▸ **Excerpt**:
════════════════

Earlier this week, Intel launched what it’s marketing has called “the best gaming CPU ever” in the i9-9900K. This $580 part (if you can find it) has 8 cores and 16 threads clocked at 3.6GHz. When the chip clicks over into turbo, two of the cores will race all the way up to 5GHz. It’s a fast chip. For gaming, it has it where it counts. And it’s an excellent workhorse in productivity apps as well.
As a piece of technology, it’s impressive. It is satisfying to throw this onto a motherboard rocking Intel’s new Z390 chipset (although it will work on most Z370 boards) and immediately crank out massive scores in benchmarking tools. But the inevitable and most crucial question is “should you buy this?” And that conversation always depends on why you want it.
Let’s get the easy answer out of the way. If you want the absolute fastest gaming CPU and money isn’t a concern, this is it. If you have to have the best, you needn’t look any further.
The other answers to the “should you get it” question are a bit trickier. Let’s get to them.

What you’ll like

The power

The i9-9900K is the flagship for Intel’s latest generation of 14nm chips. After years of struggling with the boundaries of the physical world to get to the 10nm process, it has refined its current lithography to what it calls 14nm++. All this means to you is that Intel is squeezing more blood from the same stone it’s had in its hands for years. The good news with that is it seems the company’s engineers are damn good at squeezing.
This new CPU is oozing with power. That’s due in part to Intel getting to a point where it can comfortably run its compute cores at 5GHz. And another part is just adding enough cores to match AMD’s eight-core 2700x Ryzen 7. Between those big refinements, Intel has also switched back to using a solder thermal-interface material between its CPU die and its heat spreader. For the last several generations, it has used a paste. That solder TIM enables the entire 9900K to run cooler.

════════════════

▸ **Information supplied**:
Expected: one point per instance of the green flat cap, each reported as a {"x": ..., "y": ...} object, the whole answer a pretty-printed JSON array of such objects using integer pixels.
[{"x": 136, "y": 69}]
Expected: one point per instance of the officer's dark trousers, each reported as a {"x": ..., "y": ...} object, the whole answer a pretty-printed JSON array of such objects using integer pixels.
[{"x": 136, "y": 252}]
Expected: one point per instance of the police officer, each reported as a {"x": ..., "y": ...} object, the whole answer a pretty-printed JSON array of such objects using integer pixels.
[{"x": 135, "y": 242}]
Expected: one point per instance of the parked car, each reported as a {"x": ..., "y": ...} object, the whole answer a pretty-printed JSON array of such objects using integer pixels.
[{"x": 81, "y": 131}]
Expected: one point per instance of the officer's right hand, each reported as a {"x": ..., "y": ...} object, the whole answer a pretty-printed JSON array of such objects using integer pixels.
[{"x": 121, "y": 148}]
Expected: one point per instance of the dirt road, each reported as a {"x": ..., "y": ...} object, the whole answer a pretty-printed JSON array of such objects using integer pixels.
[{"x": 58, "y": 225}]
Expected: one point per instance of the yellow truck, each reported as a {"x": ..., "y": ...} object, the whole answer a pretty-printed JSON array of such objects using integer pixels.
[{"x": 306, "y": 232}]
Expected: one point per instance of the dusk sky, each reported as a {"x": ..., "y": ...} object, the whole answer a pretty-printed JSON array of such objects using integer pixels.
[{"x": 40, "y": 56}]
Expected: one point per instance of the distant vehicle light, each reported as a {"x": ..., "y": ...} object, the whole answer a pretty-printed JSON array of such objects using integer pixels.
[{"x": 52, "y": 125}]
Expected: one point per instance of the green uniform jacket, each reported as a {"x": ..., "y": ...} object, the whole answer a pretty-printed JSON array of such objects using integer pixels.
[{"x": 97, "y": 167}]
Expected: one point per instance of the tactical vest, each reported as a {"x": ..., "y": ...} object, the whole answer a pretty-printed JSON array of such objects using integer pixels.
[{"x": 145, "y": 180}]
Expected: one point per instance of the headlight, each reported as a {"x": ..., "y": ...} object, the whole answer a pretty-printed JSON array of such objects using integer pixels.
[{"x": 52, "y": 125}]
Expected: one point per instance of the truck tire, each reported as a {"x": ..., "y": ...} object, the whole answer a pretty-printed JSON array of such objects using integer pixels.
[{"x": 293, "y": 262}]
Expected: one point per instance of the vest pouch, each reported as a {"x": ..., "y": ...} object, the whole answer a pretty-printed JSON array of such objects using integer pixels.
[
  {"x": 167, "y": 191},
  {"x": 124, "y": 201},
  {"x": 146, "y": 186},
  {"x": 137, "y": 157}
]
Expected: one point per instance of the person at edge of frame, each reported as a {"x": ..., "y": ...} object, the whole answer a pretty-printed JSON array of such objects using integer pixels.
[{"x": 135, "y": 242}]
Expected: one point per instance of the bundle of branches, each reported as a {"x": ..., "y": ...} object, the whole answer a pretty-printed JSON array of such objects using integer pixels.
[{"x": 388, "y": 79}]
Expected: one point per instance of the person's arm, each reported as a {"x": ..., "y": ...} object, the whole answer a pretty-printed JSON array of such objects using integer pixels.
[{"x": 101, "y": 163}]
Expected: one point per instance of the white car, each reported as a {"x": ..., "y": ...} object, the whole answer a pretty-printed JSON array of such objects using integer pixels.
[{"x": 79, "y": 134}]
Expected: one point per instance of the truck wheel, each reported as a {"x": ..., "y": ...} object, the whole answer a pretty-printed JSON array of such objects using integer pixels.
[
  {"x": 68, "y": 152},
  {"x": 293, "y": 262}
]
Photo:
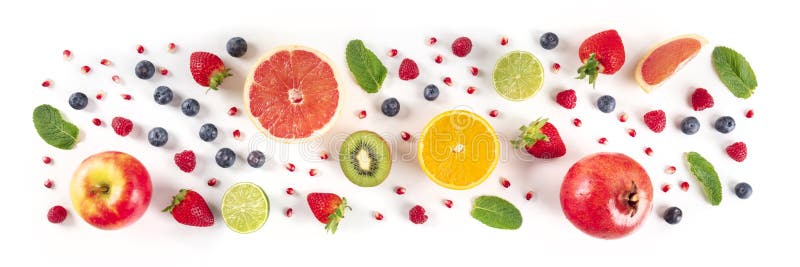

════════════════

▸ **Stated exercise 1**: In the i9-9900K review, what thermal-interface material did Intel switch back to using between the CPU die and the heat spreader?
▸ **Stated exercise 2**: Repeat the part of the i9-9900K review from "As a piece of" to "you want it." word for word.

▸ **Complete response 1**: Solder

▸ **Complete response 2**:
As a piece of technology, it’s impressive. It is satisfying to throw this onto a motherboard rocking Intel’s new Z390 chipset (although it will work on most Z370 boards) and immediately crank out massive scores in benchmarking tools. But the inevitable and most crucial question is “should you buy this?” And that conversation always depends on why you want it.